Directions
Please pull out the lines of the items below, unchanged, from the line with "Round one — Name the bounding box that frames the black" up to and including the line with "262, 206, 282, 227".

Entries provided
• • • • •

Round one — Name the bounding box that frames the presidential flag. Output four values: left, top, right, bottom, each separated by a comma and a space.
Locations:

• • • • •

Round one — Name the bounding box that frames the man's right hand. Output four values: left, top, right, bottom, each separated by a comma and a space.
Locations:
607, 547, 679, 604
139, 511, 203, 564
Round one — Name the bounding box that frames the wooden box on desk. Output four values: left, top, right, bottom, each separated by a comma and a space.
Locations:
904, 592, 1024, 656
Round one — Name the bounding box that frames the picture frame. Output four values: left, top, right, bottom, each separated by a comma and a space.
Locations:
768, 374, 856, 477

• • • • •

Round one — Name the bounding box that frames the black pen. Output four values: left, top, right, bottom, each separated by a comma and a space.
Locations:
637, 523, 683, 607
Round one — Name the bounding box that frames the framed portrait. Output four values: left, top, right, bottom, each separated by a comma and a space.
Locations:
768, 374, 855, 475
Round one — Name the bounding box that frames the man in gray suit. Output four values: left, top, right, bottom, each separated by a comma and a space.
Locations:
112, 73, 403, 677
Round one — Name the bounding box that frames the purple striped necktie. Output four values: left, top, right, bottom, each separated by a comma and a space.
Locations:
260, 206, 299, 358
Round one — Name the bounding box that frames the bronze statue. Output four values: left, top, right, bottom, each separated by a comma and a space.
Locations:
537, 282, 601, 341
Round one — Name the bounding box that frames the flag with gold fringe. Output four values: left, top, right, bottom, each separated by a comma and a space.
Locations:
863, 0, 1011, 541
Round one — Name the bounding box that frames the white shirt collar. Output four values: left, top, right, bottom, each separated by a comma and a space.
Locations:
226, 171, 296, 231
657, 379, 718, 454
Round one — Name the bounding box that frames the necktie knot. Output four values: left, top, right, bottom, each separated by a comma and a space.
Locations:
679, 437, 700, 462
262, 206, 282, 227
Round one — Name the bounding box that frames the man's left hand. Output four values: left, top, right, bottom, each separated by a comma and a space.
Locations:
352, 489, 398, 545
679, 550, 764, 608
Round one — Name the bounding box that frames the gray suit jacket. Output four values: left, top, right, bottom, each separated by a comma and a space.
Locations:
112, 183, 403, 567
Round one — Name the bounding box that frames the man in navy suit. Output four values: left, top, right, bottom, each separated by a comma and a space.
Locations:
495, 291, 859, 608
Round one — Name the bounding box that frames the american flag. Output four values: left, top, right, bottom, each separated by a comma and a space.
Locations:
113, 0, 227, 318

• • • • •

Solution to this exercise
Round one — Name the bounding box that frames the black pen. Output four values: left, top, right, bottom, each separated by a comma and a space.
Locations:
637, 523, 683, 607
Round one — Name the bounding box that frames the framed portrait. Output four values: left, top, right, bottom, each separated by a comma and a space.
Locations:
768, 374, 855, 475
Round one — Name the bounding box that frames the man in gray suit. Output four values: left, top, right, bottom, each separated by a comma and a space.
Locations:
112, 73, 403, 677
Round one — Name the bounding box that frames the purple striped necktie. Output four values: left, top, right, bottom, each separated by a comma and a space.
Locations:
260, 206, 299, 358
Round one — Name the bounding box that frames the bronze statue. Output four values: left, top, right, bottom, each separated by a comma and a space.
Locations:
537, 282, 601, 341
Round one — Name the bounding box that frames the flag with gold fringe. Output four values: left, top, right, bottom, each separated by a comma and a space.
Locations:
863, 0, 1011, 541
Round one — Name the bounding box that frames the white shirt collar. Output four values: left, top, right, bottom, each separated by a comma and a space.
Locations:
226, 171, 296, 231
657, 379, 718, 454
Round one — Name the bounding box that frames the necktie knot. Output four values: left, top, right, bottom, each separated by a comma and a space.
Locations:
679, 437, 700, 462
262, 206, 282, 227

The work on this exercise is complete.